- JOB
Set out every line of the data below as a numbered list, omitting any blank lines.

- DATA FOR THIS TASK
· · · · · · ·

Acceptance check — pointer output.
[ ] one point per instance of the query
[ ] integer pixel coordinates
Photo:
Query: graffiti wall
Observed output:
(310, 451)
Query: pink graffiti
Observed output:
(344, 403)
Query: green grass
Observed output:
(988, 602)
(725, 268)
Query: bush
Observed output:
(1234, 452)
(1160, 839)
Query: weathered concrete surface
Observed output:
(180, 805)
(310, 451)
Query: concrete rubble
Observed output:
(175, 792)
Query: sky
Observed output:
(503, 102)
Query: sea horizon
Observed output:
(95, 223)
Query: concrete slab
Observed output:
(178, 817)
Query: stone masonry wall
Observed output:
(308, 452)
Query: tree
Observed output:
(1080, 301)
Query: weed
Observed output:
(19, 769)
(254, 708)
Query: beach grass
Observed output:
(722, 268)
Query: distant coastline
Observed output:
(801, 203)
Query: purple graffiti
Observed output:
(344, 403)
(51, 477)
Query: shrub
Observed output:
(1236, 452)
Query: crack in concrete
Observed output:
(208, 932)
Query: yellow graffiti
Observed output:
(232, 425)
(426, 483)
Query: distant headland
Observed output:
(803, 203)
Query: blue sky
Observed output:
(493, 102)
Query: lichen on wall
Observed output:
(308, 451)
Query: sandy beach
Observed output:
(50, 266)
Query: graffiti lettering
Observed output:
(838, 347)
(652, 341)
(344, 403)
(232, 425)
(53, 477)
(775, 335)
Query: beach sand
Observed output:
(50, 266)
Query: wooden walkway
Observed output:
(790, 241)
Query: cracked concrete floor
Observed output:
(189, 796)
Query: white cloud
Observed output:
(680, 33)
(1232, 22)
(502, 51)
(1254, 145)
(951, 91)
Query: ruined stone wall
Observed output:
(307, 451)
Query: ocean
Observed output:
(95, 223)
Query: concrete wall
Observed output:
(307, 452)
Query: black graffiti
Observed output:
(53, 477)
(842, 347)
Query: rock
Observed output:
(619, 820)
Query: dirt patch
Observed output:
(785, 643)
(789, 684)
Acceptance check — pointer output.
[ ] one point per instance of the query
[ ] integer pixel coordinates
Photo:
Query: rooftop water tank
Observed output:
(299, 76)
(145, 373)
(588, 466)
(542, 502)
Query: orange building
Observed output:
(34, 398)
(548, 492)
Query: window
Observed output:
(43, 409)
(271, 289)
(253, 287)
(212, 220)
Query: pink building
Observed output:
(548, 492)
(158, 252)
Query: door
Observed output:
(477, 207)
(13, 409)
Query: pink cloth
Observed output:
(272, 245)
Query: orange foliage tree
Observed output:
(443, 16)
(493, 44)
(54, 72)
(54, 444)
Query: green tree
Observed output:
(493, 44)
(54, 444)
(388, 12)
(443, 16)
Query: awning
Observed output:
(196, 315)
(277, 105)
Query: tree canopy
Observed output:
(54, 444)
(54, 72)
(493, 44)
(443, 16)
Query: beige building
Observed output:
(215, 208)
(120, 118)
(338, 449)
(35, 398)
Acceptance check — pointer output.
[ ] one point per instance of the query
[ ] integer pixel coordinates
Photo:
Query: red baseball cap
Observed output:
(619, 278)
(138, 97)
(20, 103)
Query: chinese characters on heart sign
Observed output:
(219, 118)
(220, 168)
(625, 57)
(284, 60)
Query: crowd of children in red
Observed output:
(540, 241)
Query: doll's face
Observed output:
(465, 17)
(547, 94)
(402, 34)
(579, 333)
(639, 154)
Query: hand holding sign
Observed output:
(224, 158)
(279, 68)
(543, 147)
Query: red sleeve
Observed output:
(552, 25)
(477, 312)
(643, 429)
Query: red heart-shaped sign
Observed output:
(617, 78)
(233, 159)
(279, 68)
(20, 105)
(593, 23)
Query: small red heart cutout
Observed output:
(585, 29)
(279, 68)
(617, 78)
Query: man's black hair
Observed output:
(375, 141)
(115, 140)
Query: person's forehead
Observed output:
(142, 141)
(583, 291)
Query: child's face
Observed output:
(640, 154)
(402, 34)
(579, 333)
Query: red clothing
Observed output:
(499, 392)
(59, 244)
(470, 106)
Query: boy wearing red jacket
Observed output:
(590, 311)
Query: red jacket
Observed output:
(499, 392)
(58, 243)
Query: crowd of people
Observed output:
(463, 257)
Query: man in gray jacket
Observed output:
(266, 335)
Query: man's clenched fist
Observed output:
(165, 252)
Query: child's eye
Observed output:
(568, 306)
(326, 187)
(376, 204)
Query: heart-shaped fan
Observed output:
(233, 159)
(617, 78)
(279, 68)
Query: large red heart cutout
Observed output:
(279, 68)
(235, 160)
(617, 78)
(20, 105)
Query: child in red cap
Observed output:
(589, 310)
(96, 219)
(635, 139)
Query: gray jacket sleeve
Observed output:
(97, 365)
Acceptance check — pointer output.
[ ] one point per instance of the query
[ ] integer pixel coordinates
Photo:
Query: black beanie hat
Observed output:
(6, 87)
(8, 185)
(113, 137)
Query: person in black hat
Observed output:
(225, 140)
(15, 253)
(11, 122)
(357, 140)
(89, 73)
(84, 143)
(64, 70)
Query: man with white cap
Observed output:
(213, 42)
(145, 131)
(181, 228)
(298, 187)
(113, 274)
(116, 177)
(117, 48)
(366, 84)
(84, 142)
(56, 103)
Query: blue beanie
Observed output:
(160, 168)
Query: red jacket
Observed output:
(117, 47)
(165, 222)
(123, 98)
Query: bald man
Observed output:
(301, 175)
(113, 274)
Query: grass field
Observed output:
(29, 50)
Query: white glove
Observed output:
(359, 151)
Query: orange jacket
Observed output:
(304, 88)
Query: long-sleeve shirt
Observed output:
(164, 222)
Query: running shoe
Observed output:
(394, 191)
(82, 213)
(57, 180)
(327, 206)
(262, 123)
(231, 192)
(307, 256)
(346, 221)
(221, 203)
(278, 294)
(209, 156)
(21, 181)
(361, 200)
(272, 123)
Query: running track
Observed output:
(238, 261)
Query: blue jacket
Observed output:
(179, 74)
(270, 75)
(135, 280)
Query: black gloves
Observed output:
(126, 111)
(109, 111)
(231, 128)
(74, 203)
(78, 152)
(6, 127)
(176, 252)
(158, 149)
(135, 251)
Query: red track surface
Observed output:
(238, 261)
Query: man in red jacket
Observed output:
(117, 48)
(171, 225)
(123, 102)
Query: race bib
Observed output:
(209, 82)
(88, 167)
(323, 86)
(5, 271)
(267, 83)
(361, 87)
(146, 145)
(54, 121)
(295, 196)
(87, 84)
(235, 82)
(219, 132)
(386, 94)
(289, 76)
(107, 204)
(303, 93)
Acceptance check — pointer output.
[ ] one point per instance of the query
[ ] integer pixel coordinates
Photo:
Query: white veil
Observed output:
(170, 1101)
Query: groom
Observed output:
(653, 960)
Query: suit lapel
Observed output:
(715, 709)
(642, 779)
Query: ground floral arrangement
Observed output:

· · · · · · ·

- EXERCISE SOLUTION
1. Acceptance check — pointer output.
2. [ ] one point per instance of the query
3. [ ] integer pixel coordinates
4. Photo:
5. Query: graffiti wall
6. Observed output:
7. (310, 451)
8. Query: pink graffiti
9. Observed output:
10. (344, 403)
11. Query: green grass
12. Observed output:
13. (988, 602)
14. (725, 268)
15. Query: bush
16. Observed output:
17. (1234, 452)
18. (1160, 839)
19. Query: weathered concrete surface
20. Observed output:
21. (180, 805)
22. (310, 451)
23. Query: concrete rubble
24. Observed output:
25. (175, 792)
26. Query: sky
27. Observed output:
28. (503, 102)
29. Query: sea horizon
30. Observed output:
31. (95, 223)
32. Query: concrete slab
33. Observed output:
34. (178, 817)
35. Query: stone masonry wall
36. Observed output:
37. (308, 452)
38. Query: tree
39. Observed output:
40. (1080, 301)
41. Query: weed
42. Observed output:
43. (19, 769)
44. (254, 708)
45. Query: beach grass
46. Observed output:
47. (722, 268)
48. Query: distant coastline
49. Observed output:
50. (801, 203)
51. Query: purple graffiti
52. Observed output:
53. (344, 403)
54. (51, 477)
55. Query: shrub
56. Observed output:
57. (1236, 452)
58. Query: crack in concrete
59. Observed output:
60. (208, 932)
61. Query: yellow graffiti
62. Observed output:
63. (232, 425)
64. (426, 483)
65. Query: distant headland
66. Observed output:
67. (803, 203)
68. Query: blue sky
69. Observed output:
70. (493, 102)
71. Query: lichen on wall
72. Observed output:
73. (308, 451)
74. Query: sandy beach
75. Observed output:
76. (50, 266)
77. Query: graffiti lettering
78. Observed output:
79. (838, 347)
80. (652, 341)
81. (344, 403)
82. (232, 425)
83. (53, 477)
84. (775, 335)
85. Query: beach sand
86. Observed output:
87. (50, 266)
88. Query: wooden walkway
89. Observed output:
90. (790, 241)
91. Query: cracked concrete floor
92. Observed output:
93. (189, 796)
94. Query: white cloud
95. Observed output:
96. (680, 33)
97. (1232, 22)
98. (502, 51)
99. (1254, 145)
100. (951, 91)
101. Query: ruined stone wall
102. Observed output:
103. (307, 451)
104. Query: ocean
105. Observed output:
106. (95, 223)
107. Query: concrete wall
108. Observed output:
109. (307, 452)
110. Query: black graffiti
111. Observed output:
112. (53, 477)
113. (842, 347)
114. Query: rock
115. Observed output:
116. (619, 820)
117. Query: dirt patch
118. Observed output:
119. (785, 643)
120. (789, 684)
121. Acceptance check — pointer output.
122. [ ] one point per instance of the query
123. [ ] integer pixel coordinates
124. Photo:
125. Query: rooftop water tank
126. Observed output:
127. (299, 76)
128. (145, 373)
129. (588, 466)
130. (542, 502)
131. Query: orange building
132. Observed output:
133. (34, 398)
134. (548, 492)
135. Query: window
136. Observed output:
137. (43, 409)
138. (271, 289)
139. (253, 287)
140. (212, 220)
141. Query: pink building
142. Observed output:
143. (548, 492)
144. (158, 252)
145. Query: door
146. Observed output:
147. (477, 207)
148. (13, 409)
149. Query: pink cloth
150. Observed output:
151. (272, 245)
152. Query: orange foliage tree
153. Observed output:
154. (443, 16)
155. (493, 44)
156. (54, 72)
157. (54, 444)
158. Query: green tree
159. Observed output:
160. (493, 44)
161. (54, 444)
162. (388, 12)
163. (443, 16)
164. Query: awning
165. Observed output:
166. (196, 315)
167. (277, 105)
168. Query: tree canopy
169. Observed output:
170. (54, 444)
171. (54, 72)
172. (493, 44)
173. (443, 16)
174. Query: beige building
175. Observed output:
176. (215, 208)
177. (120, 118)
178. (338, 449)
179. (35, 398)
180. Acceptance check — pointer output.
181. [ ] one point per instance of the query
182. [ ] integer pixel coordinates
183. Photo:
184. Query: red baseball cap
185. Observed output:
186. (619, 278)
187. (138, 97)
188. (20, 103)
189. Query: chinese characters on heart sign
190. Observed output:
191. (219, 118)
192. (220, 168)
193. (625, 57)
194. (284, 60)
195. Query: crowd of children in red
196. Observed output:
197. (540, 241)
198. Query: doll's face
199. Observed output:
200. (465, 17)
201. (547, 94)
202. (402, 34)
203. (579, 333)
204. (639, 154)
205. Query: hand holding sign
206. Observed output:
207. (224, 158)
208. (279, 68)
209. (543, 147)
210. Query: red sleeve
211. Observed output:
212. (552, 25)
213. (477, 312)
214. (643, 429)
215. Query: red heart-shaped sign
216. Observed output:
217. (617, 78)
218. (233, 159)
219. (279, 68)
220. (20, 105)
221. (593, 23)
222. Query: small red heart cutout
223. Observed output:
224. (585, 29)
225. (279, 68)
226. (617, 78)
227. Query: man's black hair
228. Observed output:
229. (375, 141)
230. (115, 140)
231. Query: person's forehead
232. Observed output:
233. (142, 141)
234. (583, 291)
235. Query: child's face
236. Observed output:
237. (640, 154)
238. (402, 34)
239. (579, 333)
240. Query: red clothing
241. Observed output:
242. (499, 392)
243. (59, 244)
244. (470, 106)
245. Query: boy wearing red jacket
246. Observed output:
247. (590, 311)
248. Query: red jacket
249. Observed output:
250. (499, 392)
251. (58, 243)
252. Query: crowd of people
253. Observed output:
254. (463, 257)
255. Query: man in gray jacket
256. Observed output:
257. (266, 335)
258. Query: man's clenched fist
259. Observed output:
260. (165, 252)
261. Query: child's eye
262. Observed output:
263. (568, 306)
264. (326, 187)
265. (376, 204)
266. Query: heart-shaped fan
267. Observed output:
268. (233, 159)
269. (617, 78)
270. (279, 68)
271. Query: large red heart cutout
272. Observed output:
273. (279, 68)
274. (235, 160)
275. (617, 78)
276. (20, 105)
277. Query: child in red cap
278. Observed output:
279. (589, 310)
280. (96, 219)
281. (635, 139)
282. Query: gray jacket sleeve
283. Observed output:
284. (97, 365)
285. Acceptance check — pointer output.
286. [ ] one point per instance of the query
287. [ ] integer pixel coordinates
288. Photo:
289. Query: black beanie hat
290. Observed output:
291. (6, 87)
292. (8, 185)
293. (113, 137)
294. Query: person in black hat
295. Observed output:
296. (225, 140)
297. (15, 253)
298. (11, 122)
299. (357, 140)
300. (89, 73)
301. (84, 143)
302. (64, 70)
303. Query: man with white cap
304. Observed output:
305. (213, 42)
306. (145, 131)
307. (181, 228)
308. (298, 187)
309. (113, 274)
310. (116, 177)
311. (117, 48)
312. (366, 84)
313. (84, 142)
314. (56, 103)
315. Query: blue beanie
316. Observed output:
317. (160, 168)
318. Query: red jacket
319. Observed output:
320. (117, 47)
321. (165, 222)
322. (123, 98)
323. Query: bald man
324. Observed output:
325. (301, 175)
326. (113, 274)
327. Query: grass field
328. Observed output:
329. (29, 50)
330. Query: white glove
331. Observed output:
332. (359, 151)
333. Query: orange jacket
334. Observed output:
335. (304, 88)
336. Query: long-sleeve shirt
337. Observed output:
338. (164, 222)
339. Query: running shoe
340. Observed output:
341. (394, 191)
342. (82, 213)
343. (57, 180)
344. (327, 206)
345. (262, 123)
346. (231, 192)
347. (307, 256)
348. (346, 221)
349. (221, 203)
350. (278, 294)
351. (209, 156)
352. (21, 181)
353. (361, 200)
354. (272, 123)
355. Query: running track
356. Observed output:
357. (238, 261)
358. Query: blue jacket
359. Observed output:
360. (179, 74)
361. (270, 75)
362. (135, 280)
363. Query: black gloves
364. Observed output:
365. (126, 111)
366. (109, 111)
367. (231, 128)
368. (74, 203)
369. (78, 152)
370. (6, 127)
371. (176, 252)
372. (158, 149)
373. (135, 251)
374. Query: red track surface
375. Observed output:
376. (238, 261)
377. Query: man in red jacket
378. Observed output:
379. (117, 48)
380. (171, 225)
381. (123, 102)
382. Query: race bib
383. Observed output:
384. (209, 82)
385. (88, 167)
386. (323, 86)
387. (5, 271)
388. (267, 83)
389. (361, 87)
390. (146, 145)
391. (54, 121)
392. (295, 196)
393. (87, 84)
394. (235, 82)
395. (219, 132)
396. (386, 94)
397. (289, 76)
398. (107, 204)
399. (303, 93)
400. Acceptance check — pointer output.
401. [ ] one point per instance of the query
402. [ ] integer pixel coordinates
403. Photo:
404. Query: white veil
405. Observed output:
406. (170, 1101)
407. Query: groom
408. Observed output:
409. (653, 960)
410. Query: suit lapel
411. Observed output:
412. (715, 709)
413. (642, 779)
414. Query: ground floral arrangement
415. Observed output:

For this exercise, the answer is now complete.